[WHAT IS BEING ASKED] Each of the entries should be retyped precisely as it appears.

· · · ·

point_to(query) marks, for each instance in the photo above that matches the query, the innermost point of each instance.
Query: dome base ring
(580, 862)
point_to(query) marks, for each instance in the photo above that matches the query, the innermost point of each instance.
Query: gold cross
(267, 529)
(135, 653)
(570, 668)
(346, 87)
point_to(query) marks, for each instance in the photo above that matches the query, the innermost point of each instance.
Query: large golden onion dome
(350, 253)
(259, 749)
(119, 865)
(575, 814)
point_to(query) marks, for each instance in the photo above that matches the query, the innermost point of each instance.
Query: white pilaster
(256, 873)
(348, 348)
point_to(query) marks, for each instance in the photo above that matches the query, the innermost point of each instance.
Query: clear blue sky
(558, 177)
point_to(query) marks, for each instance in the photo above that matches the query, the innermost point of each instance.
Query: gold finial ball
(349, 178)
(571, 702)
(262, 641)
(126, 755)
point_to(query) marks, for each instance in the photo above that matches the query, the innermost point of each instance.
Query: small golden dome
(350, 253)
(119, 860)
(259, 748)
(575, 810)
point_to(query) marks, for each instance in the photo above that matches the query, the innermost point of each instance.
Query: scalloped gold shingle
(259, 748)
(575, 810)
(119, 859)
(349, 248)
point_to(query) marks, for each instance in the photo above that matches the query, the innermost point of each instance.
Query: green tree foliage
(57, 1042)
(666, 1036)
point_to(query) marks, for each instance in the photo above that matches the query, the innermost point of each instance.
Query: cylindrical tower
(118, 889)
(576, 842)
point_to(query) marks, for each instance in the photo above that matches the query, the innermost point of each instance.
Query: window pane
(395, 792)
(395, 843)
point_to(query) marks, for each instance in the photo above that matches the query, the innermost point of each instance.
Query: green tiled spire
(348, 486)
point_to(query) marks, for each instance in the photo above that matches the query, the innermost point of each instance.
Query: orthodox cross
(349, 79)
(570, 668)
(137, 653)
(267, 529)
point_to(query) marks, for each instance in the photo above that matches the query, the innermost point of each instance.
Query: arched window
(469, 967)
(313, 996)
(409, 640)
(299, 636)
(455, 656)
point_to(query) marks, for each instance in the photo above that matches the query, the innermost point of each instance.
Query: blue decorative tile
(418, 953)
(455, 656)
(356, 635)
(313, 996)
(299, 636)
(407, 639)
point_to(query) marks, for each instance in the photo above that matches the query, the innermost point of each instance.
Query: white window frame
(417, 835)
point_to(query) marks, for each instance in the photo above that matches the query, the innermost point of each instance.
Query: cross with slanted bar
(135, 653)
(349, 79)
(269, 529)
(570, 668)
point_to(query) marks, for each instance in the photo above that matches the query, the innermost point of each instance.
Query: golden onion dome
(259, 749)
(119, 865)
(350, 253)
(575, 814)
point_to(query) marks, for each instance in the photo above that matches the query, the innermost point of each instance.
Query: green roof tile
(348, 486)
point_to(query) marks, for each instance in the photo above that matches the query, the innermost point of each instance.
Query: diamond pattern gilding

· · · ·

[RESPONSE]
point_to(query) marks, for each instance in the photo above that matches the query, the innermost point of each instance.
Query: dome base ring
(580, 862)
point_to(query) marks, for each instance in the photo above that matches the query, the innermost point of each instance.
Query: gold cross
(267, 529)
(135, 653)
(570, 668)
(346, 87)
point_to(query) marks, for each instance in the photo above that matches the query, the innermost point of each instance.
Query: large golden onion dome
(350, 253)
(259, 749)
(119, 865)
(575, 814)
point_to(query) marks, for each instance in the photo above that matches the query, the innermost point of each instance.
Query: white pilaster
(256, 873)
(348, 348)
point_to(query) marks, for each instance in the photo above that matches the query, the innermost point of each instance.
Query: clear blue sky
(558, 177)
point_to(query) marks, for each instance in the photo above that matches the query, the innermost point of each instance.
Query: gold finial ball
(349, 178)
(571, 702)
(262, 641)
(126, 755)
point_to(query) marks, for each instance in the photo above that matches the query, the innermost point of each instance.
Query: small golden dome
(350, 253)
(119, 860)
(259, 748)
(575, 810)
point_to(query) marks, for each instance in the photo above that matches the query, the innermost point of each instance.
Query: scalloped gold shingle
(259, 748)
(575, 810)
(119, 859)
(349, 248)
point_to(query) marks, for each instance in the photo above that matches the query, the innermost point of each instance.
Query: green tree foliage
(57, 1042)
(666, 1036)
point_to(query) marks, for each instance in the photo above that matches the query, the innermost point of each instance.
Query: cylindrical tower
(118, 889)
(576, 842)
point_to(query) marks, for each instance in the photo above that matches the query, the innermost point of each instance.
Query: window pane
(395, 792)
(395, 843)
point_to(query) marks, for each instance in the photo above that matches the query, the innermost point of each instance.
Query: green tiled spire
(348, 486)
point_to(query) marks, for each instance in the photo above that matches the query, the innermost point of each instance.
Query: orthodox cross
(349, 79)
(570, 668)
(137, 653)
(267, 529)
point_to(query) marks, for each instance in the photo above that matches the query, the innermost point of each instance.
Query: arched window
(469, 967)
(313, 996)
(409, 640)
(299, 636)
(455, 656)
point_to(query) marks, for each instance in the photo above that matches the query, the innermost point of each instance.
Query: blue decorative tile
(418, 953)
(455, 656)
(356, 635)
(313, 996)
(299, 636)
(407, 639)
point_to(query) marks, for each instance in the photo above that matches the query, the innermost point of each instance.
Query: white window frame
(417, 835)
point_to(query) marks, for each instance in the photo above that matches the query, the innermost point of each instance.
Query: cross with slanted bar
(135, 653)
(349, 79)
(269, 529)
(570, 668)
point_to(query) marks, for each instance in the photo above that matches the query, the innermost point of each instance.
Query: golden onion dome
(259, 749)
(119, 865)
(350, 253)
(575, 814)
point_to(query) marks, for each instance in the photo above that matches the query, the innermost point of each instance.
Query: green roof tile
(348, 486)
point_to(query) marks, for each instance in the photo above that matches the query, the innermost point of each instance.
Query: diamond pattern gilding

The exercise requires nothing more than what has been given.